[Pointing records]
═══
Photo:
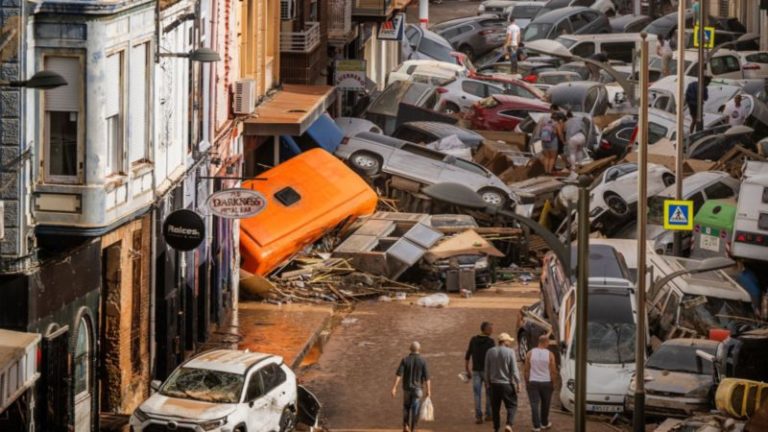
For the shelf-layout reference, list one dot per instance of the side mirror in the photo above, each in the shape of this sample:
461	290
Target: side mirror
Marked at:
155	385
═══
* What is expected:
Set the data above down again exactly as given, with no pictures.

* Finished exercise:
Photo:
For the shelf-layout reference, list one dot per instance of the side mirror in the photo above, each in the shape of this sample:
461	290
Target: side mirror
Marked at:
155	385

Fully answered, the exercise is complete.